WHAT IS NEEDED
Reproduce every line of the material below verbatim, omitting the pictures.
### SOURCE MATERIAL
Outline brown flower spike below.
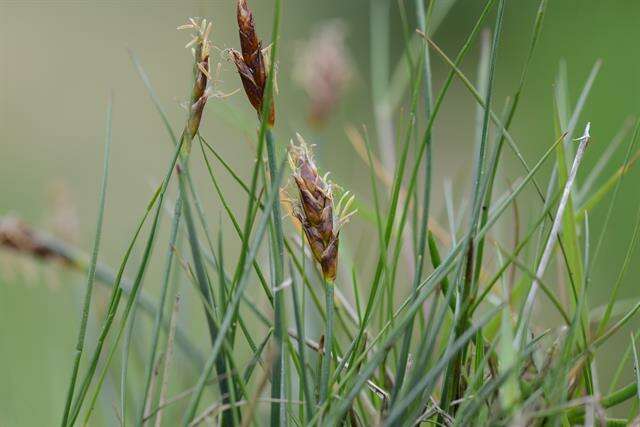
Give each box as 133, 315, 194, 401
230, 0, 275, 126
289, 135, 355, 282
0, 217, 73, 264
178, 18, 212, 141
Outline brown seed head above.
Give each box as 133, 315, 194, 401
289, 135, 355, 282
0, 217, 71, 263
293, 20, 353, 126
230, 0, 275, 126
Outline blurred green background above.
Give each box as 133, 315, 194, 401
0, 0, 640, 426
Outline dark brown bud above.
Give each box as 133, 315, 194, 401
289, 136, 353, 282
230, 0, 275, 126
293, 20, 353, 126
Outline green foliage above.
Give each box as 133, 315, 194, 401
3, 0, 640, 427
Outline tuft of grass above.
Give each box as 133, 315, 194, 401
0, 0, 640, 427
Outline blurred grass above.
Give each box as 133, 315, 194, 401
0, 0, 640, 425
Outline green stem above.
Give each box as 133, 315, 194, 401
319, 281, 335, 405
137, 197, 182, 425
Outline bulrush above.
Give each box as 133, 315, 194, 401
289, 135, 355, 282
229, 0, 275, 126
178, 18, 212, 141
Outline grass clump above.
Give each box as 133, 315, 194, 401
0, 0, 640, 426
######
RESULT FOR THIS EXERCISE
Outline brown flower spike below.
Give each box as 133, 315, 194, 401
230, 0, 275, 126
289, 135, 355, 282
0, 217, 73, 264
178, 18, 212, 141
Outline brown seed head above.
Give each box as 133, 315, 194, 401
289, 135, 355, 282
0, 217, 71, 263
293, 20, 353, 126
230, 0, 275, 126
Outline blurred green background above.
Give each box as 133, 315, 194, 401
0, 0, 640, 426
Outline dark brown bud above.
Give each box as 133, 315, 194, 401
289, 136, 353, 282
230, 0, 275, 126
293, 20, 353, 126
Outline green foliage above.
Give each box as 133, 315, 194, 401
3, 0, 640, 427
Outline tuft of grass above.
Give each box as 133, 315, 194, 401
0, 0, 640, 427
Outline blurred grass above.
Give each box as 133, 315, 194, 401
0, 0, 640, 425
Outline green stem above.
Give each box as 133, 315, 194, 401
319, 281, 335, 405
137, 197, 182, 425
Outline bulrush above.
Give each box as 133, 315, 194, 401
289, 135, 355, 282
229, 0, 275, 126
178, 18, 212, 141
Outline grass clump above.
Give each box as 133, 315, 194, 401
0, 0, 640, 426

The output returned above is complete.